Text segment>
<<<<
August 24, 2017: Same Team

As it turns out, I couldn’t simply go along with my day on August 24, 2017 without hearing about that latest MRI, even knowing that likely nothing had changed.

I spoke to the radiation oncologist who confirmed that there’d been no significant growth in either tumor. She mentioned that even a millimeter of growth could cause a change in symptoms, and likely that was the cause of the double vision. She urged me to call Matt’s neuro-oncologist at Duke and confirm with her what to do next, if anything.

Around 9:45 a.m., I texted Matt the highlights of that conversation. An hour later, I hadn’t heard back and texted him again to make sure he was fine with me nudging his doctors on this issue. He responded with this: I got a brain tumor floating around. We are going to duke in like 5 days. Just took Avastin yesterday. In a week we will be there [back at Duke]. I’m 100% fine today. For all I know I might be able to drive now just playing it safe. I’m not seeing double when I look or talk to someone. Let the medicine work. But I don’t want to ever tell you not to do something so if you would feel better emailing or calling them, then go for it.
>>>>
Information>
<<<<
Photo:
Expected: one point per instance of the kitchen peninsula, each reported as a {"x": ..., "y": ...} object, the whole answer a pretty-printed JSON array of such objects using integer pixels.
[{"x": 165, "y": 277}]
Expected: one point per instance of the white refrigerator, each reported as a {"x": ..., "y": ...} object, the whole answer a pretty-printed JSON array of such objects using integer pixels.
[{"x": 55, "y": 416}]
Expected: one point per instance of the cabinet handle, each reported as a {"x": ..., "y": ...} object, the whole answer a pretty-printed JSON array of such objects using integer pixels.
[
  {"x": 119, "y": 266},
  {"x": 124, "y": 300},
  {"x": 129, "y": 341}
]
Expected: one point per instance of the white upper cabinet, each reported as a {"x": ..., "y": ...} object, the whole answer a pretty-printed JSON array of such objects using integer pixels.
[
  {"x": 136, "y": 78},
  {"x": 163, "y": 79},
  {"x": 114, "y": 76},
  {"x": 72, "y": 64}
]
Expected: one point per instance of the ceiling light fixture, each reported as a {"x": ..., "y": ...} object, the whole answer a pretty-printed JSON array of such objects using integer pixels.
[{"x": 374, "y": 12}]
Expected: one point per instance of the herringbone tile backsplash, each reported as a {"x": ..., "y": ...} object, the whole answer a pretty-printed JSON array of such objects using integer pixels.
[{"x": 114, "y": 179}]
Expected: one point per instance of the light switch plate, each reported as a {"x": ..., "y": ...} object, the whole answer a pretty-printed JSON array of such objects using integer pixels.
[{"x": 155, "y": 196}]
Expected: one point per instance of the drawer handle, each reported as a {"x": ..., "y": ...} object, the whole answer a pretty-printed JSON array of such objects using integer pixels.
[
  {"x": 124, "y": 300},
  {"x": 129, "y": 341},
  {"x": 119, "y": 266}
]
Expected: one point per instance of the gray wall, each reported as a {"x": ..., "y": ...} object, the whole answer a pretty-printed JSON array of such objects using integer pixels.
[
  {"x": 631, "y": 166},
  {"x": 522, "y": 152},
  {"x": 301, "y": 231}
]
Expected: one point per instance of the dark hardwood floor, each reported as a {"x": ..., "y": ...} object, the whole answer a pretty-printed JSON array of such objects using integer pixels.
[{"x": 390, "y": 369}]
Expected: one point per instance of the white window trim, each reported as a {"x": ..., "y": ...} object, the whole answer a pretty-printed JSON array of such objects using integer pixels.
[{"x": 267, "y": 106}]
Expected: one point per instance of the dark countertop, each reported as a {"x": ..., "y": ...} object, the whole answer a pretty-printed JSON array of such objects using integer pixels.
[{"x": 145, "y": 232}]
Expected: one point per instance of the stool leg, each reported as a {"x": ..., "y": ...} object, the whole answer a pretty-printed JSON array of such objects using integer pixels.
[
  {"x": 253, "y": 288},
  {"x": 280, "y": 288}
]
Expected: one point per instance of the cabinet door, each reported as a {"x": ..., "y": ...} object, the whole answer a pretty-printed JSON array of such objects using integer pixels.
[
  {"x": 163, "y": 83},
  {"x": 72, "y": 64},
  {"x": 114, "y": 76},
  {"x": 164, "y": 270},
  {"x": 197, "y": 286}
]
>>>>
Work to complete>
• A. In the Same Team post, do these statements agree with the text? Answer yes or no for each and quote the words that decide it. (i) The radiation oncologist found significant growth in one of the tumors. (ii) The writer texted Matt around 9:45 a.m. (iii) Matt said he was seeing double when he talked to someone.
• B. Write what comes next in the Same Team post, starting right after Matt's reply.
The data was taken from a source separate from the Same Team post.

Set of answers>
• A.
(i) No: "there’d been no significant growth in either tumor."
(ii) Yes: "Around 9:45 a.m., I texted Matt the highlights of that conversation."
(iii) No: "I’m not seeing double when I look or talk to someone."

• B.
In our pre-hope life, Matt would have added the words “same team”—his way of reminding me that we may disagree about the means, but our end goals were always the same.

In looking back, there’s no question that we should have been calling the nurse and the doctors. Calling, emailing, pounding on doors for their attention. But in the moment, the decision was more nuanced. The MRI hadn’t changed in a week, but Matt had. The doctors had just seen him, but they’d let him fly home, told him to enjoy his few days of vacation and come back in a week.  If I called and emailed and shouted about Matt’s symptoms too loudly, I was breaking from Matt’s view that everything was under control—and I couldn’t do that. Matt knew best, didn’t he? He was the lead in his story; I was the supportive sidekick. Also, if I shouted too loudly—if I was the one voice shouting when all the voices who knew better seemed so rational and calm—I’d risk looking like the hysterical wife and would lose credibility when it mattered. Like the boy who cried wolf. And yet—

I did call and email the nurse, but stopped short of pounding on the door for attention. (That’s next week.) And I did so exactly for the reason Matt suggested—to make myself feel better. It made me feel less alone to imagine the nurses and doctors reviewing Matt’s symptoms, spotting details I’d missed, ignoring details I’d blown out of proportion. It made me feel better to think they were on my team, to believe they were as anxious about every new change as I was, and to know they were there as a second line of defense if I wasn’t quick enough to spot the symptom that would change the shape of our fight again.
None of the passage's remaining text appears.